#### Records
☆ ☆ ☆ ☆ ☆ ☆ ☆

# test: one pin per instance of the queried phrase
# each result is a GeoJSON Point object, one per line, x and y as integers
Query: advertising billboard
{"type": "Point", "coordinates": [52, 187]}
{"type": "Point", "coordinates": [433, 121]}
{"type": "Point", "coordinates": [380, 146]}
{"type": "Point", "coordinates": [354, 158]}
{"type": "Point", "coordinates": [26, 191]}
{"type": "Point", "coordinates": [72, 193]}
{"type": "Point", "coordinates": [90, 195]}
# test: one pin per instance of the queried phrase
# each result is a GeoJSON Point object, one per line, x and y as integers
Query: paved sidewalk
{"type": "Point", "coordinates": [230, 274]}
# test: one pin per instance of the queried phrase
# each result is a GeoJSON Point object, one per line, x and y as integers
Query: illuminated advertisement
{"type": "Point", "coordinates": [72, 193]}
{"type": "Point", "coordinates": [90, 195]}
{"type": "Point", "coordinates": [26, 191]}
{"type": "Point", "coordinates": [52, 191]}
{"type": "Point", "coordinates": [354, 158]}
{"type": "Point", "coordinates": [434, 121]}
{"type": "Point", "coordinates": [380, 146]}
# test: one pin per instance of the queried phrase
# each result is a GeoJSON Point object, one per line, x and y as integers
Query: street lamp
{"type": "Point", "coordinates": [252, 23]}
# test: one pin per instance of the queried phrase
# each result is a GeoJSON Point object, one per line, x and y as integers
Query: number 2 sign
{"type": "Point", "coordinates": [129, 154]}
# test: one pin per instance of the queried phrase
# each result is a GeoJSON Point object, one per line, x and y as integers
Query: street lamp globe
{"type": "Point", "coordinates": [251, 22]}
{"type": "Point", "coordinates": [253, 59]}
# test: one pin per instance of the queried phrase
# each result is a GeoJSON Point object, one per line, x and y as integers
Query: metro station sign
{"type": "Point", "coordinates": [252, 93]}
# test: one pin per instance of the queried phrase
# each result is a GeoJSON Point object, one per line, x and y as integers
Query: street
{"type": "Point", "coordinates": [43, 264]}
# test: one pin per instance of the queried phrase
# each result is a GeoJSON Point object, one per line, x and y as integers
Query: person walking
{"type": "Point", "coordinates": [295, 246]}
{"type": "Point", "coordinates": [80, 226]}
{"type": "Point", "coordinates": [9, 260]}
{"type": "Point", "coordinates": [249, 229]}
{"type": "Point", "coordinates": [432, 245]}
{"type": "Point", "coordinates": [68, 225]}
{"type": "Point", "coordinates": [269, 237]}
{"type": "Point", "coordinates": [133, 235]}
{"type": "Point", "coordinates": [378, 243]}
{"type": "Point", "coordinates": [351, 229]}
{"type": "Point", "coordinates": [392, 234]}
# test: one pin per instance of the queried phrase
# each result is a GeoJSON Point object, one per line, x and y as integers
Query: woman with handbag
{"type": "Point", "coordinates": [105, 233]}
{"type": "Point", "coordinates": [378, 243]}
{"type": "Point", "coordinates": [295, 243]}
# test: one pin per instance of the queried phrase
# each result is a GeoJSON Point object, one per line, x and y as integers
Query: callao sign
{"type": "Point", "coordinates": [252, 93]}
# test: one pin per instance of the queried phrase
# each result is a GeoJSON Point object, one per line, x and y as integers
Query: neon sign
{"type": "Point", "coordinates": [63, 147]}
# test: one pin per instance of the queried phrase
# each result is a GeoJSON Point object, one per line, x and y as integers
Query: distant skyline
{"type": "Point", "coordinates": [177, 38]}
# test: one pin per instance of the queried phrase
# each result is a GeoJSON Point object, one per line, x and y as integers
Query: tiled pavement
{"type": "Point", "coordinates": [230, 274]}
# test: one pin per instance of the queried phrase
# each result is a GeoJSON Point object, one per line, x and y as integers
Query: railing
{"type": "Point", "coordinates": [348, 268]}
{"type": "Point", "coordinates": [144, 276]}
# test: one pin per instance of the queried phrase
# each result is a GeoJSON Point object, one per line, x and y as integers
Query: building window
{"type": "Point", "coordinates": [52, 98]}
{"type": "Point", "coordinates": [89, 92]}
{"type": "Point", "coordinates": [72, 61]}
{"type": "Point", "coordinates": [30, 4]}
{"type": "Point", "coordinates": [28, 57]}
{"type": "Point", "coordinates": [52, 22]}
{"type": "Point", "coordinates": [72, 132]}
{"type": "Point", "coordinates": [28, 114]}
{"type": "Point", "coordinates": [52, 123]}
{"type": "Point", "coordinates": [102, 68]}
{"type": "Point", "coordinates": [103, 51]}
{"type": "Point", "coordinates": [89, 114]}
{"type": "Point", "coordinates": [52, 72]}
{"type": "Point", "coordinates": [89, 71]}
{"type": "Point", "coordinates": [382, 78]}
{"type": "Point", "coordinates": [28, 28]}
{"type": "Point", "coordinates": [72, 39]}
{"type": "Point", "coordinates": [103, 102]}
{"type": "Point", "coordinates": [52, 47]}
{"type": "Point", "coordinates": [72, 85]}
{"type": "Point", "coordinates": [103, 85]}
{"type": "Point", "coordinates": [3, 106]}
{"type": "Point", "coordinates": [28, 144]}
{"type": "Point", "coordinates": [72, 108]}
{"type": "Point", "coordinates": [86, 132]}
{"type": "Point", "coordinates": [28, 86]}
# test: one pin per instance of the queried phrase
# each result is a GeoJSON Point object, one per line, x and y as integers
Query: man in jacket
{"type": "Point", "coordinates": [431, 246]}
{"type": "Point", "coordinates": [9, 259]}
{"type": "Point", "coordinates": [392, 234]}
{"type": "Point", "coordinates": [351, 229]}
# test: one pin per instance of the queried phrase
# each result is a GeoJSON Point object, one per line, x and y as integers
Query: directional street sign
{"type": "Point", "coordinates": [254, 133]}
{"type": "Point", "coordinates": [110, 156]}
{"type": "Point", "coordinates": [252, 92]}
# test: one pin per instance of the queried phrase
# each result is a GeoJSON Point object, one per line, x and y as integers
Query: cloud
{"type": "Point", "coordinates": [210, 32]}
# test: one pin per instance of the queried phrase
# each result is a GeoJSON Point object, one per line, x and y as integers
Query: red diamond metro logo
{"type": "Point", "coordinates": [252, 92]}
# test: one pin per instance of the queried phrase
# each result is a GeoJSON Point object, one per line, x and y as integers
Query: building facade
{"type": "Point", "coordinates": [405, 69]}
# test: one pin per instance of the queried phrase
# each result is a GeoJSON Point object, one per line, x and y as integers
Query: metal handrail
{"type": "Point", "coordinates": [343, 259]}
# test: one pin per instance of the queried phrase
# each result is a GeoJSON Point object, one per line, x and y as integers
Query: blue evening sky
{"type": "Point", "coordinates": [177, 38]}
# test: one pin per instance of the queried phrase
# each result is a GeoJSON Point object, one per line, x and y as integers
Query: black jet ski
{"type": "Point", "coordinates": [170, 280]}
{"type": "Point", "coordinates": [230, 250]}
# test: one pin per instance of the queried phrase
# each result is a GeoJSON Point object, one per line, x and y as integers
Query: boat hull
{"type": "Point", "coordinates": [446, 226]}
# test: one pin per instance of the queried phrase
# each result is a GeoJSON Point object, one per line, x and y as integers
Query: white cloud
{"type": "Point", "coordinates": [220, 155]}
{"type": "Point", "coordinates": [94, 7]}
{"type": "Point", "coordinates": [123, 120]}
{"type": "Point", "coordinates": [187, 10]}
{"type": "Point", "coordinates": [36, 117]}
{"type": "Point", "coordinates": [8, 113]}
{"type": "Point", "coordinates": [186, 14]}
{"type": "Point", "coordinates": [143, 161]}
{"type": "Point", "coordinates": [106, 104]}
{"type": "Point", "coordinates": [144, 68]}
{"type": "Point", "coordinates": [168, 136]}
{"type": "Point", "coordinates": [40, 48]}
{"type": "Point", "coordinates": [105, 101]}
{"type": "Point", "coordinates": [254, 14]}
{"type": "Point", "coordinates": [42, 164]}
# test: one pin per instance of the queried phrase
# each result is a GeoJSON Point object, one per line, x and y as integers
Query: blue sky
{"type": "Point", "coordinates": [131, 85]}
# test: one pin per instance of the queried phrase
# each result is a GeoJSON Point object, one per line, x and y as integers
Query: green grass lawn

☆ ☆ ☆ ☆ ☆ ☆ ☆

#### Your objective
Write out again only the lines from the one with "Query: red diamond metro logo" through the last line of the records above. Keep every word as it stands.

#### Task solution
Query: red diamond metro logo
{"type": "Point", "coordinates": [252, 92]}
# test: one pin per instance of the queried phrase
# each result is a GeoJSON Point object, one per line, x and y as integers
Query: building facade
{"type": "Point", "coordinates": [405, 69]}
# test: one pin per instance of the queried phrase
# each result is a GeoJSON Point object, one per line, x and y as integers
Query: metal handrail
{"type": "Point", "coordinates": [343, 259]}
# test: one pin per instance of the queried phrase
# each result is a GeoJSON Point object, one per line, x and y as integers
Query: blue evening sky
{"type": "Point", "coordinates": [177, 38]}
# test: one pin per instance of the queried phrase
# each result is a GeoJSON Point object, one per line, x and y as integers
Query: black jet ski
{"type": "Point", "coordinates": [170, 280]}
{"type": "Point", "coordinates": [230, 250]}
# test: one pin per instance of the queried phrase
# each result is a GeoJSON Point object, one per line, x and y as integers
Query: boat hull
{"type": "Point", "coordinates": [446, 226]}
# test: one pin per instance of the queried phrase
# each result is a GeoJSON Point object, one per line, x and y as integers
Query: white cloud
{"type": "Point", "coordinates": [220, 155]}
{"type": "Point", "coordinates": [94, 7]}
{"type": "Point", "coordinates": [123, 120]}
{"type": "Point", "coordinates": [187, 10]}
{"type": "Point", "coordinates": [36, 117]}
{"type": "Point", "coordinates": [8, 113]}
{"type": "Point", "coordinates": [186, 14]}
{"type": "Point", "coordinates": [143, 161]}
{"type": "Point", "coordinates": [106, 104]}
{"type": "Point", "coordinates": [144, 68]}
{"type": "Point", "coordinates": [168, 136]}
{"type": "Point", "coordinates": [40, 48]}
{"type": "Point", "coordinates": [105, 101]}
{"type": "Point", "coordinates": [254, 14]}
{"type": "Point", "coordinates": [42, 164]}
# test: one pin per instance of the queried phrase
# each result is a GeoJSON Point object, one per line, x and y as integers
Query: blue sky
{"type": "Point", "coordinates": [131, 85]}
# test: one pin per instance of the queried phrase
# each result is a GeoJSON Point object, one per line, x and y as integers
Query: green grass lawn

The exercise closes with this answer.